■ THE TASK: Duplicate the lines below, from the line with "Please pin the rectangular stone" up to and including the line with "(1081, 675)".

Dataset excerpt:
>> BEGIN

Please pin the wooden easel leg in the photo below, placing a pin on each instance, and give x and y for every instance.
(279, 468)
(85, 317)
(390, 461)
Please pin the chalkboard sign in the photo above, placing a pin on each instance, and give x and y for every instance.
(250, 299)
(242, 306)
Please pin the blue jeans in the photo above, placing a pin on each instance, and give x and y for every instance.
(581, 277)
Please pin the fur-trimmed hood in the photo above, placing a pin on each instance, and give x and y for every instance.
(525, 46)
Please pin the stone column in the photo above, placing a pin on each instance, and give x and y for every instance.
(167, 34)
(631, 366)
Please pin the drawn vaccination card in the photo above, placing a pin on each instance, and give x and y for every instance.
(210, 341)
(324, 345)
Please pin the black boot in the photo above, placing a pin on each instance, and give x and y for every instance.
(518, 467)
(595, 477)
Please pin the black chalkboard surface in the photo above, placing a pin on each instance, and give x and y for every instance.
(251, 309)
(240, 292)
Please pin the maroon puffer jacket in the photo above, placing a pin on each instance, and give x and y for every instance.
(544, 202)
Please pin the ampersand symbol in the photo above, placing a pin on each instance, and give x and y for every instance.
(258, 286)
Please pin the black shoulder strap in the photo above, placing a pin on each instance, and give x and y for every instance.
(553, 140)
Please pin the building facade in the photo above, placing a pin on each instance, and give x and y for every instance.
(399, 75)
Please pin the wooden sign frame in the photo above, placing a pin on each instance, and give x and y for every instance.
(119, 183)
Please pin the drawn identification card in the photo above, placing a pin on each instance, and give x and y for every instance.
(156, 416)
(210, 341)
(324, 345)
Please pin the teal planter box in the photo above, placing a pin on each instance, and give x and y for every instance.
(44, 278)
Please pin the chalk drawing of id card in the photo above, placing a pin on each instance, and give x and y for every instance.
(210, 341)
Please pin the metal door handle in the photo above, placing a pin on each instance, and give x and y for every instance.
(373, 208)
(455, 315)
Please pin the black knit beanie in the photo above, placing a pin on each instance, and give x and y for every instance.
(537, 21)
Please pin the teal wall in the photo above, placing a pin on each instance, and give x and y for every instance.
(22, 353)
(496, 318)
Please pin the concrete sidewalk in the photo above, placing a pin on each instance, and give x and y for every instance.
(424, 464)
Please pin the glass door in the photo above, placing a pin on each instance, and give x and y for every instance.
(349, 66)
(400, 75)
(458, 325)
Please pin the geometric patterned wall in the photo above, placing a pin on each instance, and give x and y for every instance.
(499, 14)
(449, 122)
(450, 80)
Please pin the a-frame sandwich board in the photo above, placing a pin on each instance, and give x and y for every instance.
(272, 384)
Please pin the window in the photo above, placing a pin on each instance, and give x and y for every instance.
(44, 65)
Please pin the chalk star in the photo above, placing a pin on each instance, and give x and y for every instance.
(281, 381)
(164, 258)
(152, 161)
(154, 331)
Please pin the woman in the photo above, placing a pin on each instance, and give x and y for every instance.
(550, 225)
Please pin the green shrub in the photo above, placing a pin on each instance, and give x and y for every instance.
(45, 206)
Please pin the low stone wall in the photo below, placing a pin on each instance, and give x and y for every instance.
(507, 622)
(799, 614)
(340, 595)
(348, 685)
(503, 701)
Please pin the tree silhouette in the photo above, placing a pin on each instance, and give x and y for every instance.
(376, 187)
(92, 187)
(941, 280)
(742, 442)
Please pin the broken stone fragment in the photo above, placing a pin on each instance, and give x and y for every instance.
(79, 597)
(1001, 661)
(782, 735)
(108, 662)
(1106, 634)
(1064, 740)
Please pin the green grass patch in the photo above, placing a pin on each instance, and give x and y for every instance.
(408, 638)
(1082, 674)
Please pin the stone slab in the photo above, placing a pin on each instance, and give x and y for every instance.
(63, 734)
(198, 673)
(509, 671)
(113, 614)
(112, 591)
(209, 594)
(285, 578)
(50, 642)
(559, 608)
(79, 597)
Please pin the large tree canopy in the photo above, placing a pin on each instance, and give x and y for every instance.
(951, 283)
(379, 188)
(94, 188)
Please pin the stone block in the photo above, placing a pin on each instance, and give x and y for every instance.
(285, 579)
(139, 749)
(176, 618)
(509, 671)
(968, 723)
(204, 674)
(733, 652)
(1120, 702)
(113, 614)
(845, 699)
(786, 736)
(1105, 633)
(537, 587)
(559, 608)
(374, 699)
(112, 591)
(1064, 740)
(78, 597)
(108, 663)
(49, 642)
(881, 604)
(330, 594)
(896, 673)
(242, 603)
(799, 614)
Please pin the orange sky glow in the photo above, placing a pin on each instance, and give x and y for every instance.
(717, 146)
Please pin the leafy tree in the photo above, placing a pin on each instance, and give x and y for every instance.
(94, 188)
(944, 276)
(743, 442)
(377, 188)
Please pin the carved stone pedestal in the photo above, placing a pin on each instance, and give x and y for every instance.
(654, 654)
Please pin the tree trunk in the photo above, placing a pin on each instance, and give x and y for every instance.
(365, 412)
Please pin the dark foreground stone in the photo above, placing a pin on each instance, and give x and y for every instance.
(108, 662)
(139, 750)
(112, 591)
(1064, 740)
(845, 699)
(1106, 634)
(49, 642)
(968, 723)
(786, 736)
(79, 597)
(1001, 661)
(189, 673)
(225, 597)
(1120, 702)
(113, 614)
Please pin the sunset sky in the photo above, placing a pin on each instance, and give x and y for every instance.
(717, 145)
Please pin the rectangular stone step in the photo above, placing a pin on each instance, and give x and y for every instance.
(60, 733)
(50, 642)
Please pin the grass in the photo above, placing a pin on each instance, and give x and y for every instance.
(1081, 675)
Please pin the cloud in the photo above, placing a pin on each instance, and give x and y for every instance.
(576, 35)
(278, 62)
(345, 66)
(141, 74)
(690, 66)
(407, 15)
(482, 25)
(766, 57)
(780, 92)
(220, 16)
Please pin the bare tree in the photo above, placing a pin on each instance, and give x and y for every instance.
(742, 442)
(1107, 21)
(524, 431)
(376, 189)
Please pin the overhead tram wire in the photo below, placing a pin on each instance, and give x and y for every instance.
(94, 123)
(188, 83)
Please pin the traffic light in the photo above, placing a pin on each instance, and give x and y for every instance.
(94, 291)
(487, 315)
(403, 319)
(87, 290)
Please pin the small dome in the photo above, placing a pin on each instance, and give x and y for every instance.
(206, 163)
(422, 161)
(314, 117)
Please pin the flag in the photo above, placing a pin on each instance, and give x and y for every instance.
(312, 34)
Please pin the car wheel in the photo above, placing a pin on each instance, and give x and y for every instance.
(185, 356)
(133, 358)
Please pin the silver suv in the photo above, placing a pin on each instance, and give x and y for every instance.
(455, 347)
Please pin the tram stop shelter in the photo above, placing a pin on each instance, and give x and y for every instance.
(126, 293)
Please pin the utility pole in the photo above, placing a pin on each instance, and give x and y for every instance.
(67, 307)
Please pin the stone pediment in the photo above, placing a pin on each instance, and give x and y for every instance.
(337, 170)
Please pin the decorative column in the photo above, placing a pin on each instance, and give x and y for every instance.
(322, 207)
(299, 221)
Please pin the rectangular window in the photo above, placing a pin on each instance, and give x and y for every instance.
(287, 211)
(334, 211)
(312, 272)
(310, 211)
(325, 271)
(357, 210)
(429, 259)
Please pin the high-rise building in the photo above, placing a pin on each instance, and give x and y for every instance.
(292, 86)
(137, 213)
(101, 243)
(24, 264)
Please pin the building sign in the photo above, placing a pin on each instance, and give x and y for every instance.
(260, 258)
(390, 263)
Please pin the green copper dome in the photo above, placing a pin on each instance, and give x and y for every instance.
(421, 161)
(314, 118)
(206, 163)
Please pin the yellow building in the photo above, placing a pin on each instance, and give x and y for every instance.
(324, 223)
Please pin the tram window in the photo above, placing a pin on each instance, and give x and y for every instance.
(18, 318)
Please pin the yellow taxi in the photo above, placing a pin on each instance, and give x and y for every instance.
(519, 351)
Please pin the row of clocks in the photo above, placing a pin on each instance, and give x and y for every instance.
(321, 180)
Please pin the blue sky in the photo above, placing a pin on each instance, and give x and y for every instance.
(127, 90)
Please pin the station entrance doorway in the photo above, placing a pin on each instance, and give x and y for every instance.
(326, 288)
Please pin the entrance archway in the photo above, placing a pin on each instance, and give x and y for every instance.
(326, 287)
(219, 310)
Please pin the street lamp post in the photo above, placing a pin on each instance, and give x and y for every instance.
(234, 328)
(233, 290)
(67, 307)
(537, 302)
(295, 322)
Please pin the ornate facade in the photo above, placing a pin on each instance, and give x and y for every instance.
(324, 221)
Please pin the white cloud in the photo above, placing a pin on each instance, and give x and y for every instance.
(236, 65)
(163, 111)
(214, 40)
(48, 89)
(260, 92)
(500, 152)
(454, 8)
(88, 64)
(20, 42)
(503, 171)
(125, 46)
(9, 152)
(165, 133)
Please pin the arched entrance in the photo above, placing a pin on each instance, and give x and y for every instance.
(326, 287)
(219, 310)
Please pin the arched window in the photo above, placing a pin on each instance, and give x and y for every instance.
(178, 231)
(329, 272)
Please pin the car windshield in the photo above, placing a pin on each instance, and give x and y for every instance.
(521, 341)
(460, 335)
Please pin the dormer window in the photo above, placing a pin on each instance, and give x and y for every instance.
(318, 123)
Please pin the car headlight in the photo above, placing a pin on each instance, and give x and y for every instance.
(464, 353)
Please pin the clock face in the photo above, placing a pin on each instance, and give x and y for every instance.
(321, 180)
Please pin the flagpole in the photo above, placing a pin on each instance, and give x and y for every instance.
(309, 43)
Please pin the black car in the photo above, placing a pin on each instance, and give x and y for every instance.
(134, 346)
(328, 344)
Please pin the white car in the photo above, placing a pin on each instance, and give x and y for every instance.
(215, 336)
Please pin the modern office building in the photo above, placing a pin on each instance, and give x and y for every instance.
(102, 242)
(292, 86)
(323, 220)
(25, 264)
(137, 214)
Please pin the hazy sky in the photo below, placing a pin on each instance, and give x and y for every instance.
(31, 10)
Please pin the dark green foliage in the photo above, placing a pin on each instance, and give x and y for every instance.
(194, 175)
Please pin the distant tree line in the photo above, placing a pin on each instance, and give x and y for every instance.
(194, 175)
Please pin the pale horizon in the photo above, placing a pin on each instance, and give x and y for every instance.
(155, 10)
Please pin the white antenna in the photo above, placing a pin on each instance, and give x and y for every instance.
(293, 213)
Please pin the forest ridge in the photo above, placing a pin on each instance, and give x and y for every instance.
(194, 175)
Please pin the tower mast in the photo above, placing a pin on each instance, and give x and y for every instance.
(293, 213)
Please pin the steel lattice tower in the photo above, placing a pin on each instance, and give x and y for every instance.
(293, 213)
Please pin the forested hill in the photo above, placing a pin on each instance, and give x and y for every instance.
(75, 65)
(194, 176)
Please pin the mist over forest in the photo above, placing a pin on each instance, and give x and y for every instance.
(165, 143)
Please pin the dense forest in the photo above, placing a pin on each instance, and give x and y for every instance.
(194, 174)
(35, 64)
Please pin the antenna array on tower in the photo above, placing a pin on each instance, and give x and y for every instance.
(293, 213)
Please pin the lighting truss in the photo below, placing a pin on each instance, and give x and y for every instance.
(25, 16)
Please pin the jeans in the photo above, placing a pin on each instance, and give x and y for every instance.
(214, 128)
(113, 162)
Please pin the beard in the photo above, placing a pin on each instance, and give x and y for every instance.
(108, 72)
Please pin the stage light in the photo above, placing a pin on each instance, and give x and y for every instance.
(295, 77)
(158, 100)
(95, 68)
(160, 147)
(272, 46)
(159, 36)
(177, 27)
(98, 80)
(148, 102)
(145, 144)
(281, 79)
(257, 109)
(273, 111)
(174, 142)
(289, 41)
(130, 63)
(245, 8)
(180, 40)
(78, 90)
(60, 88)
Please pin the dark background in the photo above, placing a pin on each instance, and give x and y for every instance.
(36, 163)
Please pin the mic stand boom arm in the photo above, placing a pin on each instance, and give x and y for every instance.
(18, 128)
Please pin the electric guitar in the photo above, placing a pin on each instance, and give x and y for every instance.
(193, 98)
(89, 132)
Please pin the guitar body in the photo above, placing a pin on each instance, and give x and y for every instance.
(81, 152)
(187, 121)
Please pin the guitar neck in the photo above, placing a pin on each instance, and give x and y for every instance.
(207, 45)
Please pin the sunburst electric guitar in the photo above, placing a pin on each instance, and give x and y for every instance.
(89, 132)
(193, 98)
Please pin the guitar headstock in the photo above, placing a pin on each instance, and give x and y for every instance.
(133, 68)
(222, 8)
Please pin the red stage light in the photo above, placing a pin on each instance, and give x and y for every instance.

>> END

■ SOLUTION TO THIS EXERCISE:
Please pin the rectangular stone step in the photo above, placing a pin on each instance, and give x and y for every instance.
(60, 733)
(50, 642)
Please pin the grass in the photo above, placing a pin on each instance, and give x and y for every instance.
(1081, 675)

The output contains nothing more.